● SOURCE EXCERPT
--
Peter Weibel: «The Virtualization of Art is the end and beginning of art»

Interview with mediapatriarch about Moscow exhibition, Artivism and Tenth Muse

Peter Weibel
Peter Weibel / photo from personal archive

Peter Weibel — an iconic Austrian artist, director of the Center for Art and Media Karlsruhe, one of the most influential theoretician of modern art. He was born 1944 in Odessa, studied in Paris and Vienna. He is called «The pioneer of media art», and his experimental interactive installations films, video and computer art have received worldwide fame. The first performances, he began to organize in the late 1960s. One of the most cited street action he made with feminist artist and film director Valie Export in which she leads Weibel on a leash through Vienna like a dog.

A solo exhibition «peter_weibel: technē_revolution» will be held at the Moscow Museum of Modern Art from 11 September to 1 November. The exhibition will take the four floors of MMOMA in Ermolayevsky Lane — along with some of Peter Weibel’s iconic installations and videos it will feature documentation of his early performances and some new works. The project is curated by Joseph Backstein, Director of the Institute of Contemporary Art in Moscow.

Peter Weibel answered the questions for Orloff Russian Magazine.

Peter, what you think is a Tenth Muse of modern epoch?

Performance. Western Art was divided into space-based art like painting and sculpture and time-based art like music and poetry. But with the advent of technical media, music became sound art, that is objects in space, and images became moving (for example, cinema and video). Painting became action painting (Jackson Pollock) and show painting (Georges Mathieu) and finally action art (happening etc.) Space-based painting turned into time-based performance and theatrical body art. This performative turn even enriched culture. Sculptures like Robert Morris, Franz Erhard Walther and Joseph Beuys turned sculpture into actions, demonstrations, objects for use. The performance of the artist invited the public to participate in the action or to use the object. Performance had as consequence the participation of the real public. Therefore, this performative turn in art is responsible for transforming everything what was representation into reality. Instead of landscape painting we have landart, instead of portrait painting we have body art, instead of painted waterfalls — artists′ works with real water, instead of genre paintings we have object art, environments and installations. Performativity is the Tenth Muse of modern epoch.

What do you think, is the art in the modern world productive as a political action, such as in the 70s?
--
● EXERCISE INSTRUCTIONS
A: In the Peter Weibel interview, who curates the Moscow exhibition «peter_weibel: technē_revolution»?
B: Using the Peter Weibel interview, list each older form of art that Weibel says has been replaced, along with what replaced it.
The records come from a different source than the Peter Weibel interview.
--
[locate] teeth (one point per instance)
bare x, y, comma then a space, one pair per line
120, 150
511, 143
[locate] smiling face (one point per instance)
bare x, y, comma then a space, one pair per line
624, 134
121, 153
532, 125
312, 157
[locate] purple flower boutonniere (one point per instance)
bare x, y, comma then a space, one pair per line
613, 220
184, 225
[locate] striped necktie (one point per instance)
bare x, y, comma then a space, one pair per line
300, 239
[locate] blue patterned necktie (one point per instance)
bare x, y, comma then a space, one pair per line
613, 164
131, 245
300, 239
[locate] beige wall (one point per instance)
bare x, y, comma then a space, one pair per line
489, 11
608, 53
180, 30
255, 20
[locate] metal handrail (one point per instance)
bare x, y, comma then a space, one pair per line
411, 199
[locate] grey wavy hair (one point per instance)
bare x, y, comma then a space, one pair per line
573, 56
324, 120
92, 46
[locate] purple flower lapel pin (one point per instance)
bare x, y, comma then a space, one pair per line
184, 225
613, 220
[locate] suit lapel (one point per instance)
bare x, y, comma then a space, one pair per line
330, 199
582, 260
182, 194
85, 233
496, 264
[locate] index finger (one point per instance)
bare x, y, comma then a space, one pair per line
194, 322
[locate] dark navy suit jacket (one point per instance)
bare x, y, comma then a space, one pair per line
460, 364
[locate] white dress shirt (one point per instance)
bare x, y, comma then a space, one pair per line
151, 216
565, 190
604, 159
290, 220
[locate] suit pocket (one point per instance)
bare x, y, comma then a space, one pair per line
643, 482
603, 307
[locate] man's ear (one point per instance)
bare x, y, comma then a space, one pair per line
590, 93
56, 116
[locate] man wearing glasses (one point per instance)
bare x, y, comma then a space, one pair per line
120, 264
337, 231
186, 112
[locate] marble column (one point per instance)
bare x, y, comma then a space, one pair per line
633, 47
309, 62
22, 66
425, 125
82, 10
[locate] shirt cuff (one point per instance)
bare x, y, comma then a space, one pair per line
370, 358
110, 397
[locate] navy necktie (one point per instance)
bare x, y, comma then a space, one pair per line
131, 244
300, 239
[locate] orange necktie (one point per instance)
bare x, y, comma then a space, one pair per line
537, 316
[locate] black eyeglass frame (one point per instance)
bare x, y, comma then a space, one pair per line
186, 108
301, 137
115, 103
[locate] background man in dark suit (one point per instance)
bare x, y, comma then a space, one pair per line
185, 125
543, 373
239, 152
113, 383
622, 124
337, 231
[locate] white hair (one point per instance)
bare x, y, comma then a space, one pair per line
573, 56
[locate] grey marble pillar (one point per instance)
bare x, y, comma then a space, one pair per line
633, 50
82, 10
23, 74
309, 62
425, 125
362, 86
--
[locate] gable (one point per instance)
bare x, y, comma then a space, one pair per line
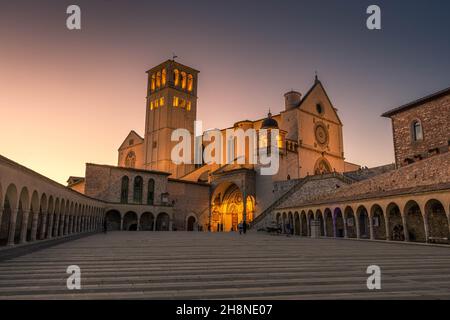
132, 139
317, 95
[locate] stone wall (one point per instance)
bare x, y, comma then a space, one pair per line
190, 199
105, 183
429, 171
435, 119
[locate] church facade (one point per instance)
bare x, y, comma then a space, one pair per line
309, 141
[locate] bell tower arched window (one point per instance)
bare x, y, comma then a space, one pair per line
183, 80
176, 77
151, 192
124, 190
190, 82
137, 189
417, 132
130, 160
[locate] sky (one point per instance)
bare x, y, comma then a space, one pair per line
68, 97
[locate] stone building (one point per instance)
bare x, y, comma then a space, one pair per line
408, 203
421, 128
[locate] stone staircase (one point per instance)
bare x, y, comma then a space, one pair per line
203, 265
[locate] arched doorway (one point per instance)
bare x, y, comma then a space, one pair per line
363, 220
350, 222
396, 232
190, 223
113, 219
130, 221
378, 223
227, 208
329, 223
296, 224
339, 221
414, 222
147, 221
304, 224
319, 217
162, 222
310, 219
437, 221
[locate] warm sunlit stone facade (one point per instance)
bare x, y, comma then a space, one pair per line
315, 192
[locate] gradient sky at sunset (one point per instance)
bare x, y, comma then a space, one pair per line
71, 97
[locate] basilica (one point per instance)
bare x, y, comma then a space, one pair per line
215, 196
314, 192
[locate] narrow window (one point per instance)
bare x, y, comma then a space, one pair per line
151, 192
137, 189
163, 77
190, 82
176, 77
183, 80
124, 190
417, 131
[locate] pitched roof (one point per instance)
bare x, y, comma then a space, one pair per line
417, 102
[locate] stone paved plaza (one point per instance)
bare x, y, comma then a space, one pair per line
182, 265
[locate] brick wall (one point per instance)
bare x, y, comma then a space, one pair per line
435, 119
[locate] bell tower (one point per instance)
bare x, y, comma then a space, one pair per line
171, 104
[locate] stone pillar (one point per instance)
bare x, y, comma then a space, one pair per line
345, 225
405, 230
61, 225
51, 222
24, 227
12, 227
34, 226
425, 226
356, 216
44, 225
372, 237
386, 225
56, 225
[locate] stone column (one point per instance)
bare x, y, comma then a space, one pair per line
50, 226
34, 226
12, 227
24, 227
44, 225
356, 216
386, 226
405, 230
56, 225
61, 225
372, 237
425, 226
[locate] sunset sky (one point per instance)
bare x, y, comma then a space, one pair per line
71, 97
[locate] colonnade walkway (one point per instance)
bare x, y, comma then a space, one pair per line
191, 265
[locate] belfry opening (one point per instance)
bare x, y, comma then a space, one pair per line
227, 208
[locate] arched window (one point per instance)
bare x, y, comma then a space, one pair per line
--
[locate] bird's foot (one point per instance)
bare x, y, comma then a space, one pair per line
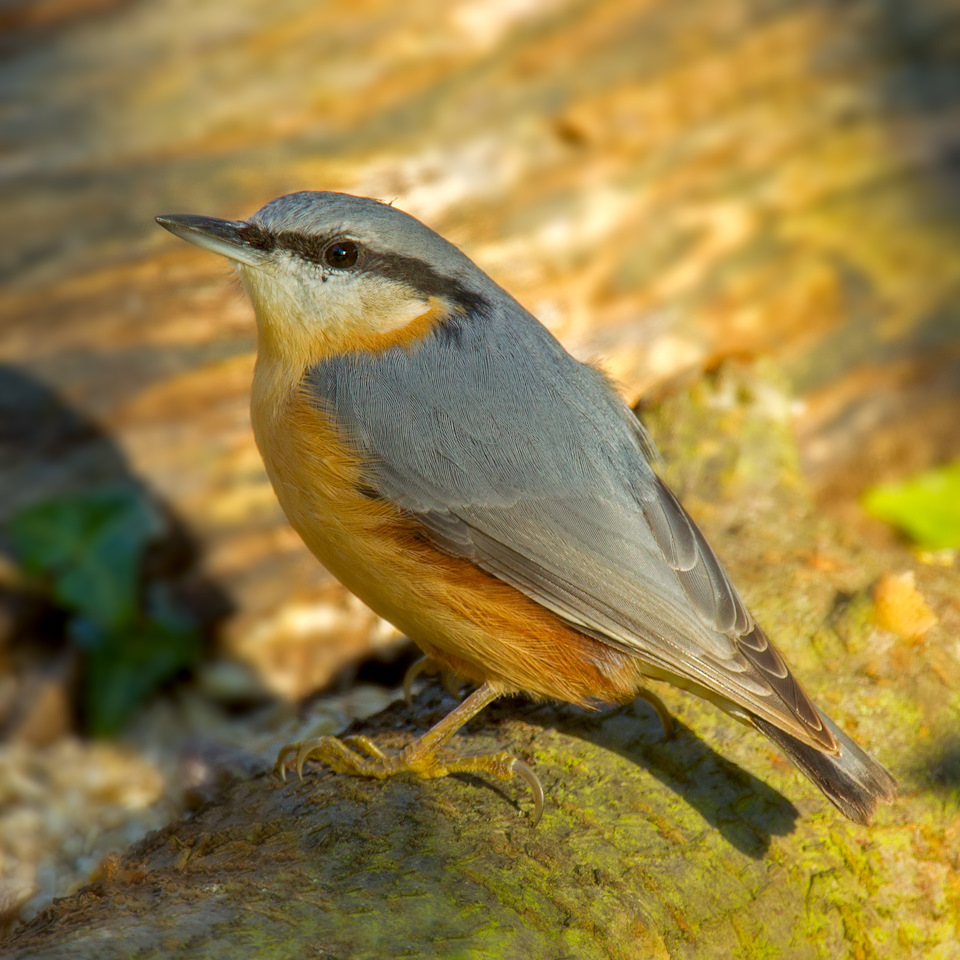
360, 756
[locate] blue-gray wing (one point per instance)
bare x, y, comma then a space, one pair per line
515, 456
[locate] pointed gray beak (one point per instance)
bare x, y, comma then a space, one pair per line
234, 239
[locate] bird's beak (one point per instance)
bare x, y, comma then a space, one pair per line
--
● OUTPUTS BY TASK
A: Joseph Backstein, Director of the Institute of Contemporary Art in Moscow.

B:
- Landscape painting was replaced by landart.
- Portrait painting was replaced by body art.
- Painted waterfalls were replaced by artists′ works with real water.
- Genre paintings were replaced by object art, environments and installations.